Text segment
====

By Bridget Vandeventer, Communications and Community Relations Manager
More Washington students are making healthier choices by avoiding alcohol according to a recent survey of kids in our state. But declines in cigarette smoking continue to stall and an increase in new candy-flavored tobacco products is a growing concern.
The Healthy Youth Survey is anonymous and voluntary; it’s taken every two years by thousands of Washington students in grades 6, 8, 10, and 12 in more than 1,000 public schools. It focuses on attitudes and health risk behaviors. Topics include drug, alcohol, and tobacco use; gangs; physical activity; suicide; bullying; and more. For the first time, the survey also asked about sexual activity.
“It takes a consistent, coordinated effort to make the healthy choice the easy choice for our kids,” said Secretary of Health Mary Selecky. “This survey shows that some of that hard work is paying off and kids are making better choices to improve their health. Of course there are always new generations of kids to reach so the work never ends.”
Since 2000, youth cigarette smoking has dropped by half, resulting in about 70,000 fewer smokers. However, these dramatic reductions have slowed in recent years, with 10th grade smoking remaining mostly flat at about 13 percent from 2004 to 2010 (15% in Pierce County). Besides cigarettes, youth are using other tobacco products that are often flavored to taste like candy. Among youth who use tobacco, about half report using some type of candy-flavored product. Chewing tobacco use by 10th graders is on the rise, particularly among girls — the rate has more than doubled in the past 10 years to more than three percent.
In the past 20 years, there’s been a big drop in 8th and 10th graders who report drinking alcohol in the past 30 days. Since 1990, youth drinking is down for 8th graders by over half, from 29 to 14 percent in 2010. Drinking among 10th graders has dropped from 44 to 28 percent. Since 2008, about 20,000 more youth in 8th, 10th, and 12th grade report that their parents talked to them about not drinking alcohol.
“Underage drinking is a major health concern in Washington,” said Liquor Control Board Chair Sharon Foster. “I’m pleased the most recent survey shows a continued downward trend. Statewide efforts the past few years have encouraged parents to talk to their kids about alcohol, because studies show parents are the number one influence on whether teens choose to drink.”
“It’s great news that our collective work in educating parents and kids is paying off,” said Department of Social and Health Services Secretary Susan N. Dreyfus. “When parents and other caring adults talk with and monitor the children in their lives, those children are more likely to succeed in school, stay healthy, and avoid addiction and other problems related to using alcohol or other drugs.”

====

Record excerpts
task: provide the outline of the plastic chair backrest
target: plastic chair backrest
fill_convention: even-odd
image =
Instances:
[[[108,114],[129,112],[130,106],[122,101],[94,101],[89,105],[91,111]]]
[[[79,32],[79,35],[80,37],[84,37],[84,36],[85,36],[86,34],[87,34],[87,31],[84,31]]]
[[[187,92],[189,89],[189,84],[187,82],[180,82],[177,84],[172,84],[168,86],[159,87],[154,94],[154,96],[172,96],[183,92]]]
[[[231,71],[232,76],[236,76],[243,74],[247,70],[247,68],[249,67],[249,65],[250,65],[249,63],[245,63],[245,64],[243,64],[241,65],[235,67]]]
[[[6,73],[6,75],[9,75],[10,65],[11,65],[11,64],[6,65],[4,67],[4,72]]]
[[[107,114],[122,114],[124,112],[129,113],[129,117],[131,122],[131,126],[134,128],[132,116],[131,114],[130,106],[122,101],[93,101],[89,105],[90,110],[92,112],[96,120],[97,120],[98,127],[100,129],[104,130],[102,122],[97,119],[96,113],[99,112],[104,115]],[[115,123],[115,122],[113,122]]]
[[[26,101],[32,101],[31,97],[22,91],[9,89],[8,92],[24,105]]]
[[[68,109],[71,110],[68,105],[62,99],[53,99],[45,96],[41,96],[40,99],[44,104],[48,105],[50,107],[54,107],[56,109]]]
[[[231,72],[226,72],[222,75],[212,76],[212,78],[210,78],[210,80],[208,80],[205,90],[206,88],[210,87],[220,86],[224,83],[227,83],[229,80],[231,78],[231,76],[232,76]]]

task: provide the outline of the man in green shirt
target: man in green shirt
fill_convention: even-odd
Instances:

====

Answer these from the article above on the Washington youth survey:
1. How often do students take the Healthy Youth Survey?
2. What percentage of 8th graders reported drinking in 2010?
3. Who chairs the Liquor Control Board?

Solved exercise
1. Every two years
2. 14 percent
3. Sharon Foster